## WRITTEN PROBLEM 1
Summarize the JP2Forge text in two sentences.

-- start DOCUMENT EXTRACT --

JP2Forge is a comprehensive solution for converting images to JPEG2000 format with support for both standard and BnF (Bibliothèque nationale de France) compliant workflows. This project implements JPEG2000 processing according to technical specifications published by the Bibliothèque nationale de France (BnF) in their "Référentiel de format de fichier image v2" (2015). This implementation is provided for educational and training purposes to demonstrate standards implementation. All BnF-specific parameters are based on publicly available technical documentation with proper attribution to BnF as the source of these specifications.
Recent Updates
- Added advanced parallel processing with adaptive worker scaling
- Implemented memory-efficient streaming image processor for large files
- Added proper XML processing for metadata with lxml
- Created centralized configuration system with validation
- Enhanced external tool management with automatic detection
- Added support for large image processing via chunking
- Improved color profile handling for unusual color spaces
- Enhanced error recovery and robustness
- Refactored metadata handling for better organization and extensibility
- Added configurable logging with file output option
- See the CHANGELOG for a full list of changes
Table of Contents
- Overview
- Features
- Installation
- Basic Usage
- BnF Compliance
- Mode Switching
- Result Interpretation
- Advanced Configuration
- API Usage
- Troubleshooting
- Intellectual Property
- Project Architecture
- Web Interface
- Contributing
Overview
JP2Forge provides tools for:
- Converting standard image formats to JPEG2000
- Quality analysis with pixel loss assessment
- Metadata handling with BnF compliant format support
- Parallel processing for improved performance
- Configurable workflows and compression modes
Features
-
Multiple Compression Modes:
lossless: No data loss, larger file sizelossy: Higher compression with data losssupervised: Quality-controlled compression with analysisbnf_compliant: BnF standards with fixed compression ratios
-
BnF Standards Support:
- Fixed compression ratios by document type
- Standard technical parameters (resolution levels, progression order)
- XMP metadata in UUID box
-
Advanced Parallel Processing:
- Adaptive worker pool with resource monitoring
- Automatic scaling based on system load
- Progress tracking with ETA estimation
- Memory-aware resource allocation
-
Memory-Efficient Processing:
- Streaming image processor for files of any size
- Automatic chunking for memory optimization
- Adaptive memory management
- Support for very large files (>50MP)
-
Multi-page Document Support:
- Automatic detection and handling of multi-page TIFF files
- Individual page extraction and processing
- Options for skipping, overwriting, or maintaining existing files
- Detailed reports for each page in multi-page documents
-
Color Profile Management:
- Automatic normalization of color profiles
- Support for unusual color spaces (CMYK, LAB, etc.)

-- end DOCUMENT EXTRACT --
-- start DATASET RECORDS --

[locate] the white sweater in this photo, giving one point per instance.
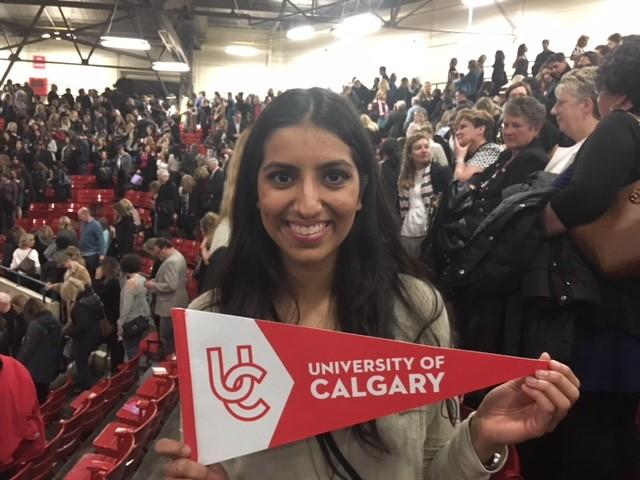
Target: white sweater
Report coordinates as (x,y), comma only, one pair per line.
(20,254)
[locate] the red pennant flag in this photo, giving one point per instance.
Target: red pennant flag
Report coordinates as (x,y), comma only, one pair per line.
(247,385)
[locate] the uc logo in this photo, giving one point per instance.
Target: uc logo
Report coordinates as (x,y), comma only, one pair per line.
(235,386)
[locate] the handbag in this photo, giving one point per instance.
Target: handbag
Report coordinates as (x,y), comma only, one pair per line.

-- end DATASET RECORDS --

## WRITTEN PROBLEM 2
Reproduce the lines of the records from the one containing "[locate] the uc" through the end of the records, inclusive.

## COMPLETE RESPONSE 1
JP2Forge converts images to JPEG2000 format, supporting both standard and BnF-compliant workflows based on the Bibliothèque nationale de France's published technical specifications, and it is provided for educational and training purposes. Its features include lossless, lossy, supervised and BnF-compliant compression modes, adaptive parallel processing, memory-efficient streaming for very large files, multi-page TIFF support and color profile management.

## COMPLETE RESPONSE 2
[locate] the uc logo in this photo, giving one point per instance.
Target: uc logo
Report coordinates as (x,y), comma only, one pair per line.
(235,386)
[locate] the handbag in this photo, giving one point per instance.
Target: handbag
Report coordinates as (x,y), comma only, one pair per line.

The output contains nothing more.